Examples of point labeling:
*****

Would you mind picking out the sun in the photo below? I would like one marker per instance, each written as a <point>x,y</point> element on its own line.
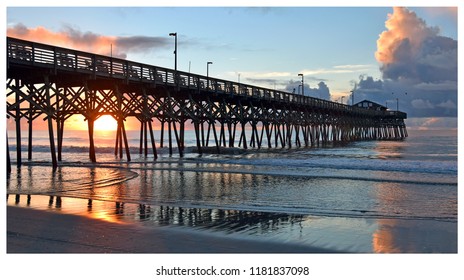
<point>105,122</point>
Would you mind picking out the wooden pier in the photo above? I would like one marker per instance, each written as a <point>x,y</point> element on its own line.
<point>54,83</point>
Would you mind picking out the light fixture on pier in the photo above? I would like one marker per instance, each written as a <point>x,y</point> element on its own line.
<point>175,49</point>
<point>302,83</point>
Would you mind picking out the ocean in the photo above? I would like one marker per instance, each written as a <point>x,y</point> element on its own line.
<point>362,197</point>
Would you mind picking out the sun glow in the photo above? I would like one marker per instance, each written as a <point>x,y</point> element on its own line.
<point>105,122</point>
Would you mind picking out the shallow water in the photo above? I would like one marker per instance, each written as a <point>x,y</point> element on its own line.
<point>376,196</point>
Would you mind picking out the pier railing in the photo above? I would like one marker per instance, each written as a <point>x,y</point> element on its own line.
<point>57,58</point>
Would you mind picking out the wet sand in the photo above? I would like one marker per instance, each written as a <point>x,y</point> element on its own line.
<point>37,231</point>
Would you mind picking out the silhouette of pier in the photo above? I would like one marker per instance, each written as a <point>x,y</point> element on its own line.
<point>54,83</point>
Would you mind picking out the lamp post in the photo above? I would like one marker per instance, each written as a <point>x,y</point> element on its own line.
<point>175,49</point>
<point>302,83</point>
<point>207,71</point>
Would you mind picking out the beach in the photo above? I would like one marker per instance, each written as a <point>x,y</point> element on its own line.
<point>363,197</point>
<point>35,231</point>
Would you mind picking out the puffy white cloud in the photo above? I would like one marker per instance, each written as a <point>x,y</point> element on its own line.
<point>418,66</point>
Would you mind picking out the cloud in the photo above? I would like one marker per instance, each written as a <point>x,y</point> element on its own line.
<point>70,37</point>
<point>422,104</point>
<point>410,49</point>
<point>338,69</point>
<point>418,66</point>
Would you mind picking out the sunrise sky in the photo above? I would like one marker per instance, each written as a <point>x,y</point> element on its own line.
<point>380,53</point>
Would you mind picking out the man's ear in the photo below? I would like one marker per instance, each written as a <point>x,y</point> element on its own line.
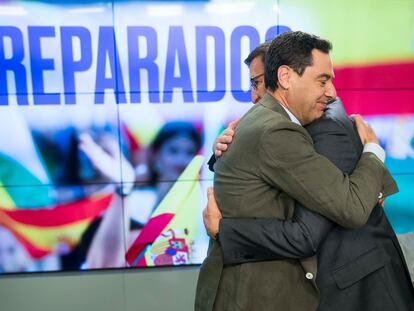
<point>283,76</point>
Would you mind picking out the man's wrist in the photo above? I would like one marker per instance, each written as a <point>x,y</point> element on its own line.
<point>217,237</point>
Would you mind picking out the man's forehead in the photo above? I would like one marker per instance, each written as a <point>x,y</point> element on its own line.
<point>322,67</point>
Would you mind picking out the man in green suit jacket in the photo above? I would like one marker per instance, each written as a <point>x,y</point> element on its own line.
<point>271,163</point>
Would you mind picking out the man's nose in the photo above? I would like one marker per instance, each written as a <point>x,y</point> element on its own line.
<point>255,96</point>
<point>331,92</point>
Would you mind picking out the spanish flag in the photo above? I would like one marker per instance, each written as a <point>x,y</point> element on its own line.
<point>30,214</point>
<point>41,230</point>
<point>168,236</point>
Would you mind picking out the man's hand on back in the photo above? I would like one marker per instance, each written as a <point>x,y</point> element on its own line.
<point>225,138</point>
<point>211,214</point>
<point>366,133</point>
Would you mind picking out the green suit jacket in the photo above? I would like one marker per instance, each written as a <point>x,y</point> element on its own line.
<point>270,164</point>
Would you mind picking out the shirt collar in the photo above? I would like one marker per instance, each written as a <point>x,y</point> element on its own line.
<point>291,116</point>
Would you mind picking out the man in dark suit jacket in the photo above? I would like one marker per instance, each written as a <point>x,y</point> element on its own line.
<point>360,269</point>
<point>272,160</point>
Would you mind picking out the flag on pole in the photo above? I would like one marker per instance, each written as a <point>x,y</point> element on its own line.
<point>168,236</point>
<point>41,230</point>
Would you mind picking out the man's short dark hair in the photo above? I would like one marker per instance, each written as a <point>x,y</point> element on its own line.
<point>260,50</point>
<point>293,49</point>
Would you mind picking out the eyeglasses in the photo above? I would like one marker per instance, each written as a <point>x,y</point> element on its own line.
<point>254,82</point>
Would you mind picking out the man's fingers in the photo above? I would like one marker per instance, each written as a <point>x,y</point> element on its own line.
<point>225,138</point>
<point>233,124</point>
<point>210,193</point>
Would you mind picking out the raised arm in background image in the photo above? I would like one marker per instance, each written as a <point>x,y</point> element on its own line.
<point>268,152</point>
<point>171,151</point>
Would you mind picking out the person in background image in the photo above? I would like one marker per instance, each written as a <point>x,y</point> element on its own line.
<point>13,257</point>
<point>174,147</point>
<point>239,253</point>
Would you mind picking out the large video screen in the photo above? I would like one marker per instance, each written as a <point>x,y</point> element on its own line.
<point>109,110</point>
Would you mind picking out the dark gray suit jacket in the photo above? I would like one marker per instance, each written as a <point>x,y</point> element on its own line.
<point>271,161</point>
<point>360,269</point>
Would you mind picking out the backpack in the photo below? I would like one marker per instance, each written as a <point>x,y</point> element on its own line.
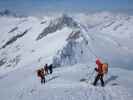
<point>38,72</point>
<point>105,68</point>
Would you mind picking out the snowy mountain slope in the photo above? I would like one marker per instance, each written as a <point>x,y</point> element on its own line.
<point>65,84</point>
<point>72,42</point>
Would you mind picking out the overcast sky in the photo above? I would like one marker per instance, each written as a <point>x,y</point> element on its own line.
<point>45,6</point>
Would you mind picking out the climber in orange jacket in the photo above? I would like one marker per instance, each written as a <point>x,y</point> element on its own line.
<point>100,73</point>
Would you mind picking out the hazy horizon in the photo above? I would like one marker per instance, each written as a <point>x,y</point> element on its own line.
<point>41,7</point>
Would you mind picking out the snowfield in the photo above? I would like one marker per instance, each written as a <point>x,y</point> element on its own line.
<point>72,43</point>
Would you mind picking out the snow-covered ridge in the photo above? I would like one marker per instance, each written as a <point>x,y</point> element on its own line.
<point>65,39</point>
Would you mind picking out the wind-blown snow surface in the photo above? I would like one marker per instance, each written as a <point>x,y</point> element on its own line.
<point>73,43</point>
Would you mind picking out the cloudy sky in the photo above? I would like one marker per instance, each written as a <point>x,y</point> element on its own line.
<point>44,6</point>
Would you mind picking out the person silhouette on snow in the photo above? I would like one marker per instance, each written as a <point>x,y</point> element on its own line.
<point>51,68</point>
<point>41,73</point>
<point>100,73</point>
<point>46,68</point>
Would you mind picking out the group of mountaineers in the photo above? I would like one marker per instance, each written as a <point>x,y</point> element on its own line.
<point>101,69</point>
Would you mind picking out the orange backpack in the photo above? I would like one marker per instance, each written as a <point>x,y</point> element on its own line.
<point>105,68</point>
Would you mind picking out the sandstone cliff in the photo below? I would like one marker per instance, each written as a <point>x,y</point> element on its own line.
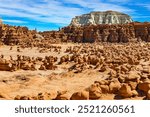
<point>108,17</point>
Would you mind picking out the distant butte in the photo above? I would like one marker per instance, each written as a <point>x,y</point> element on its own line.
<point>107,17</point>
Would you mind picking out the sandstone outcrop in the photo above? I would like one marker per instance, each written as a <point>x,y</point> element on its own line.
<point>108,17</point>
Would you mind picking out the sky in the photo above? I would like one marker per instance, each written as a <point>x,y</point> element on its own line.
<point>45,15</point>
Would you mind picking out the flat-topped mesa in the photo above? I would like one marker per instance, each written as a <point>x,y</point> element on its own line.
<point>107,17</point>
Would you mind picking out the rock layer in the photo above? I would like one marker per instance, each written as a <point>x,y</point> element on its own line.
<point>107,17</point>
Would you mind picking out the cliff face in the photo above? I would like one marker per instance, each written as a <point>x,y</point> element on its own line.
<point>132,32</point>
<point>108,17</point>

*****

REQUIREMENT:
Turn the lines above into a Markdown table with the columns Row and Line, putting a row number in the first and the line in the second. Skip blank lines and leave out the pictures.

SOLUTION TO THIS TASK:
| Row | Line |
|---|---|
| 1 | Would you mind picking out the sun in the photo below? I would like one marker per instance, each written as a <point>x,y</point> element on its own line. |
| 2 | <point>105,122</point> |
| 3 | Would you mind picking out the wooden pier in the photo above? I would like one marker per instance, each written as a <point>x,y</point> element on its own line. |
| 4 | <point>54,83</point> |
| 5 | Would you mind picking out the light fixture on pier in the photo above? I would like one marker per instance, each written as a <point>x,y</point> element on its own line. |
| 6 | <point>175,49</point> |
| 7 | <point>302,83</point> |
| 8 | Would you mind picking out the ocean in the photo above? I would like one marker per instance, each written as a <point>x,y</point> element on its own line. |
| 9 | <point>362,197</point> |
| 10 | Would you mind picking out the sun glow in the photo above? I would like one marker per instance, each written as a <point>x,y</point> element on its own line. |
| 11 | <point>105,122</point> |
| 12 | Would you mind picking out the shallow water in the photo above? I would like one marker per instance, each written as a <point>x,y</point> element on its own line. |
| 13 | <point>376,196</point> |
| 14 | Would you mind picking out the pier railing in the photo above? I would like one marker per instance, each written as a <point>x,y</point> element on its own line. |
| 15 | <point>57,58</point> |
| 16 | Would you mind picking out the wet sand in the photo above? I would like one marker per instance, each written as a <point>x,y</point> element on its own line. |
| 17 | <point>37,231</point> |
| 18 | Would you mind picking out the silhouette of pier in the photo above? I would like one marker per instance, each written as a <point>x,y</point> element on its own line. |
| 19 | <point>54,83</point> |
| 20 | Would you mind picking out the lamp post in the photo above? I would like one marker per instance, each written as a <point>x,y</point> element on its own line. |
| 21 | <point>175,49</point> |
| 22 | <point>302,83</point> |
| 23 | <point>207,71</point> |
| 24 | Would you mind picking out the beach in the photo above? I would like one marker per instance, each written as a <point>x,y</point> element on its own line. |
| 25 | <point>363,197</point> |
| 26 | <point>35,231</point> |
| 27 | Would you mind picking out the puffy white cloud in the photo above? I would like one marker per instance, each written as a <point>x,y</point> element on its own line. |
| 28 | <point>418,66</point> |
| 29 | Would you mind picking out the cloud in the photo above? I would like one marker per instance, each written as a <point>x,y</point> element on its own line. |
| 30 | <point>70,37</point> |
| 31 | <point>422,104</point> |
| 32 | <point>410,49</point> |
| 33 | <point>338,69</point> |
| 34 | <point>418,66</point> |
| 35 | Would you mind picking out the sunrise sky in the photo above? I would like one marker per instance, each written as a <point>x,y</point> element on its own line. |
| 36 | <point>380,53</point> |
| 37 | Would you mind picking out the man's ear in the photo below? I would like one marker per instance, each written as a <point>x,y</point> element on its own line. |
| 38 | <point>283,76</point> |
| 39 | Would you mind picking out the man's wrist in the photo above? I would like one marker per instance, each written as a <point>x,y</point> element on its own line. |
| 40 | <point>217,237</point> |
| 41 | Would you mind picking out the man's forehead in the photo above? I would like one marker per instance, each written as a <point>x,y</point> element on its own line. |
| 42 | <point>322,67</point> |
| 43 | Would you mind picking out the man in green suit jacket in the photo above? I would like one marker per instance, each written as a <point>x,y</point> element on its own line. |
| 44 | <point>271,163</point> |
| 45 | Would you mind picking out the man's nose in the photo above? I would like one marker per instance, each written as a <point>x,y</point> element on its own line. |
| 46 | <point>255,96</point> |
| 47 | <point>331,92</point> |
| 48 | Would you mind picking out the spanish flag in the photo above? I would like one marker per instance, each written as a <point>x,y</point> element on its own line. |
| 49 | <point>30,214</point> |
| 50 | <point>41,230</point> |
| 51 | <point>168,236</point> |
| 52 | Would you mind picking out the man's hand on back in the photo above? I would like one marker per instance, each written as a <point>x,y</point> element on its own line. |
| 53 | <point>225,138</point> |
| 54 | <point>211,214</point> |
| 55 | <point>366,133</point> |
| 56 | Would you mind picking out the green suit jacket in the photo above? I would like one marker per instance, each written as a <point>x,y</point> element on its own line. |
| 57 | <point>270,164</point> |
| 58 | Would you mind picking out the shirt collar in the photo above? I would like one marker per instance, each written as a <point>x,y</point> element on its own line. |
| 59 | <point>291,116</point> |
| 60 | Would you mind picking out the man in dark suit jacket in the photo above? I would like one marker per instance, each written as a <point>x,y</point> element on its own line. |
| 61 | <point>360,269</point> |
| 62 | <point>272,160</point> |
| 63 | Would you mind picking out the flag on pole in the photo above? I would like one marker per instance, each written as a <point>x,y</point> element on its own line. |
| 64 | <point>168,236</point> |
| 65 | <point>41,230</point> |
| 66 | Would you mind picking out the man's short dark hair in the photo above? I would like one marker per instance, each written as a <point>x,y</point> element on its own line. |
| 67 | <point>260,50</point> |
| 68 | <point>293,49</point> |
| 69 | Would you mind picking out the eyeglasses in the photo above? I would like one marker per instance, each written as a <point>x,y</point> element on its own line. |
| 70 | <point>254,82</point> |
| 71 | Would you mind picking out the man's fingers in the photo above? I would like one marker per instance, each written as a <point>x,y</point> element on its own line. |
| 72 | <point>225,138</point> |
| 73 | <point>233,124</point> |
| 74 | <point>210,193</point> |
| 75 | Would you mind picking out the raised arm in background image in the photo above? I would like one marker per instance, each written as a <point>x,y</point> element on its own line. |
| 76 | <point>268,152</point> |
| 77 | <point>171,151</point> |
| 78 | Would you mind picking out the person in background image in the photo above? I would like one marker per instance, each written as a <point>x,y</point> element on its own line. |
| 79 | <point>13,257</point> |
| 80 | <point>174,147</point> |
| 81 | <point>239,253</point> |
| 82 | Would you mind picking out the large video screen in the photo above? I would like one marker per instance, each written as a <point>x,y</point> element on its own line. |
| 83 | <point>109,110</point> |
| 84 | Would you mind picking out the dark gray suit jacket in the photo above? I would like one marker per instance, each written as a <point>x,y</point> element on its own line. |
| 85 | <point>271,161</point> |
| 86 | <point>360,269</point> |
| 87 | Would you mind picking out the backpack in the photo below? I would like one marker per instance, each written as a <point>x,y</point> element on its own line. |
| 88 | <point>38,72</point> |
| 89 | <point>105,68</point> |
| 90 | Would you mind picking out the snowy mountain slope in the photo above? I would like one marker per instance, each written as a <point>x,y</point> element on its own line. |
| 91 | <point>65,84</point> |
| 92 | <point>72,42</point> |
| 93 | Would you mind picking out the overcast sky in the photo above? I would like one marker per instance, each written as a <point>x,y</point> element on its own line. |
| 94 | <point>45,6</point> |
| 95 | Would you mind picking out the climber in orange jacket in the photo above? I would like one marker per instance, each written as a <point>x,y</point> element on its own line. |
| 96 | <point>100,73</point> |
| 97 | Would you mind picking out the hazy horizon in the photo above? I would like one marker per instance, each written as a <point>x,y</point> element on its own line. |
| 98 | <point>41,7</point> |
| 99 | Would you mind picking out the snowfield in the photo above? I would like one marker per instance, each written as a <point>x,y</point> element on its own line. |
| 100 | <point>72,43</point> |
| 101 | Would you mind picking out the snow-covered ridge in the photo above? I would like one marker per instance, each written as a <point>x,y</point> element on its own line. |
| 102 | <point>65,39</point> |
| 103 | Would you mind picking out the wind-blown snow surface in the photo above? I would like one marker per instance, each written as a <point>x,y</point> element on its own line. |
| 104 | <point>73,43</point> |
| 105 | Would you mind picking out the cloudy sky in the photo above? I would like one marker per instance, each written as a <point>x,y</point> element on its own line. |
| 106 | <point>44,6</point> |
| 107 | Would you mind picking out the person silhouette on snow in the photo above? I would like one marker per instance, each written as a <point>x,y</point> element on its own line. |
| 108 | <point>51,68</point> |
| 109 | <point>41,73</point> |
| 110 | <point>100,73</point> |
| 111 | <point>46,68</point> |
| 112 | Would you mind picking out the group of mountaineers in the photo above? I would like one marker per instance, each written as a <point>x,y</point> element on its own line. |
| 113 | <point>101,69</point> |
| 114 | Would you mind picking out the orange backpack in the photo above? I would like one marker per instance, each written as a <point>x,y</point> element on its own line. |
| 115 | <point>105,68</point> |
| 116 | Would you mind picking out the sandstone cliff in the photo below? I would like one marker per instance, each written as a <point>x,y</point> element on its own line. |
| 117 | <point>108,17</point> |
| 118 | Would you mind picking out the distant butte in the photo above? I would like one marker per instance, each written as a <point>x,y</point> element on its own line. |
| 119 | <point>107,17</point> |
| 120 | Would you mind picking out the sandstone outcrop in the photo above? I would like one marker per instance, each written as a <point>x,y</point> element on its own line. |
| 121 | <point>108,17</point> |
| 122 | Would you mind picking out the sky in the photo above? I would like one marker per instance, each written as a <point>x,y</point> element on its own line. |
| 123 | <point>45,15</point> |
| 124 | Would you mind picking out the flat-topped mesa in the photo above? I would like one marker per instance, each written as a <point>x,y</point> element on its own line. |
| 125 | <point>107,17</point> |
| 126 | Would you mind picking out the rock layer in the photo above? I would like one marker per instance, each written as a <point>x,y</point> element on its own line. |
| 127 | <point>107,17</point> |
| 128 | Would you mind picking out the cliff face in the photo above? I would like one marker per instance, each written as a <point>x,y</point> element on its own line. |
| 129 | <point>132,32</point> |
| 130 | <point>108,17</point> |